### Exercise
Write out all the data again, exactly as shown.

### Data extracts
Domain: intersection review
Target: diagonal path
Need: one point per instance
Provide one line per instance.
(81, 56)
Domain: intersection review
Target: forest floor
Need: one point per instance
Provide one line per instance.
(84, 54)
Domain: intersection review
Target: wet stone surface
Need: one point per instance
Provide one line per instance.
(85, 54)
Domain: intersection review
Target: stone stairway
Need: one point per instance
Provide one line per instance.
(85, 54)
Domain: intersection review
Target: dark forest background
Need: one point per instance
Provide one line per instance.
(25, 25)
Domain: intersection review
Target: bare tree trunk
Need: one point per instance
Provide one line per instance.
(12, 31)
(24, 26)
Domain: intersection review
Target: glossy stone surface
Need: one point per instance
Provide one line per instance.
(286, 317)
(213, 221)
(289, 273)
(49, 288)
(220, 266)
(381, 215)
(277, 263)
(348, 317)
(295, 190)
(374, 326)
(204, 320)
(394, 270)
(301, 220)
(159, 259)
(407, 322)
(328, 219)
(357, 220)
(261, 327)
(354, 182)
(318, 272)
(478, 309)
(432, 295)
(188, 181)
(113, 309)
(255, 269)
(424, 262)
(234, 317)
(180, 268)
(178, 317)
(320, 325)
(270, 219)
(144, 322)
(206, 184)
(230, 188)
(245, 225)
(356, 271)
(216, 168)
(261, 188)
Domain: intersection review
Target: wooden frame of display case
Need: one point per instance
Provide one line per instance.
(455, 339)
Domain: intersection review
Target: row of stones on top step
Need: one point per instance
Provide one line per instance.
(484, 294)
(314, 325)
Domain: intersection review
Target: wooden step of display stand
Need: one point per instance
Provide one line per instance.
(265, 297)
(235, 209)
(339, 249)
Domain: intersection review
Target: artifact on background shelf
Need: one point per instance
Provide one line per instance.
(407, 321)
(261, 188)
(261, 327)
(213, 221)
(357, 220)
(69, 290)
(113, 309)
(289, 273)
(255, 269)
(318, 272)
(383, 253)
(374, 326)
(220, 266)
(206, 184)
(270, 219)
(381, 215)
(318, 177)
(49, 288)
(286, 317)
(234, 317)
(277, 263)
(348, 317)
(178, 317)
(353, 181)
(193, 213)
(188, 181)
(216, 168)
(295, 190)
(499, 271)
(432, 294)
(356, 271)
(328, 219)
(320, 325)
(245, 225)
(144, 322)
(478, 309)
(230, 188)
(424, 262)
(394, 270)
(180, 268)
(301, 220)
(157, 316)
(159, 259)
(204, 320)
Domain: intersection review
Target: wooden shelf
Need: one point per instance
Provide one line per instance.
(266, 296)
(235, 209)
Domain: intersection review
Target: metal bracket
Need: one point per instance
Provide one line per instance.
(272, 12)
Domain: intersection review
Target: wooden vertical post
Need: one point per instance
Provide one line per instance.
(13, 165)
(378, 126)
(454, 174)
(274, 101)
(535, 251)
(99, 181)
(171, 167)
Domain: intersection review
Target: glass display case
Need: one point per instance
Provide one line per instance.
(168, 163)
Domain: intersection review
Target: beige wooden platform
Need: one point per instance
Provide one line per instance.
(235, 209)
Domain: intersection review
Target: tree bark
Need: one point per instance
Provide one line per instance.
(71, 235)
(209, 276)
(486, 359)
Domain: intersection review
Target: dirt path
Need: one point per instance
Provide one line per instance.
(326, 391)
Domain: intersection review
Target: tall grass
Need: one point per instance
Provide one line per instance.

### Answer to this problem
Domain: intersection review
Target: diagonal path
Need: one point per instance
Provide one line per instance.
(81, 56)
Domain: intersection review
Target: forest floor
Need: one point per instance
Provide one line per instance.
(84, 54)
Domain: intersection review
Target: wet stone surface
Need: one point per instance
Provide one line per instance.
(85, 54)
Domain: intersection review
Target: stone stairway
Need: one point per instance
Provide one line per instance.
(85, 54)
Domain: intersection review
Target: dark forest background
Need: one point per instance
Provide one line per instance.
(25, 25)
Domain: intersection review
Target: bare tree trunk
Need: one point per instance
Provide one line per instance.
(12, 31)
(24, 26)
Domain: intersection review
Target: glossy stone surface
Need: one point per instance
Provide one line per instance.
(286, 317)
(213, 221)
(289, 273)
(49, 288)
(220, 266)
(381, 215)
(277, 263)
(348, 317)
(295, 190)
(374, 326)
(204, 320)
(394, 270)
(301, 220)
(159, 259)
(407, 322)
(328, 219)
(357, 220)
(261, 327)
(354, 182)
(318, 272)
(478, 309)
(432, 295)
(188, 181)
(113, 309)
(255, 269)
(424, 262)
(234, 317)
(180, 268)
(178, 317)
(320, 325)
(270, 219)
(144, 322)
(206, 184)
(230, 188)
(245, 225)
(356, 271)
(216, 168)
(261, 188)
Domain: intersection review
Target: wooden frame of display case
Need: one point per instance
Provide one line per instance.
(455, 339)
Domain: intersection review
Target: row of stones on top step
Need: one point per instance
Provide one line per instance.
(484, 294)
(314, 325)
Domain: intersection review
Target: wooden step of display stand
Need: one point per instance
Provide one line per instance.
(265, 297)
(235, 209)
(339, 249)
Domain: intersection review
Target: artifact on background shelf
Need: one point per instance
Provide one line per instance.
(407, 321)
(261, 188)
(261, 327)
(213, 221)
(357, 220)
(69, 290)
(113, 309)
(289, 273)
(255, 269)
(318, 272)
(383, 253)
(374, 326)
(220, 266)
(206, 184)
(270, 219)
(381, 215)
(318, 177)
(49, 288)
(286, 317)
(234, 317)
(277, 263)
(348, 317)
(178, 317)
(353, 181)
(193, 213)
(188, 181)
(216, 168)
(295, 190)
(499, 271)
(432, 294)
(356, 271)
(328, 219)
(320, 325)
(245, 225)
(144, 322)
(478, 309)
(230, 188)
(424, 262)
(394, 270)
(180, 268)
(301, 220)
(157, 316)
(159, 259)
(204, 320)
Domain: intersection review
Target: wooden shelf
Need: one point per instance
Provide one line per instance.
(266, 296)
(235, 209)
Domain: intersection review
Target: metal bracket
Need: one point per instance
Provide one line per instance.
(272, 12)
Domain: intersection review
Target: wooden vertical post
Need: one point per instance
Provide one line per instance.
(13, 165)
(378, 126)
(454, 174)
(274, 101)
(535, 251)
(99, 181)
(171, 167)
Domain: intersection review
Target: glass display case
Need: one point per instance
Provide one line per instance.
(168, 163)
Domain: intersection review
Target: beige wooden platform
Need: one point per instance
Provide one line per instance.
(235, 209)
Domain: intersection review
Target: tree bark
Need: one point per instance
Provide one line per instance.
(71, 235)
(209, 276)
(486, 359)
Domain: intersection review
Target: dirt path
Need: one point per instance
Provide one line per instance.
(326, 391)
Domain: intersection review
Target: tall grass
Need: one point per instance
Provide one line per instance.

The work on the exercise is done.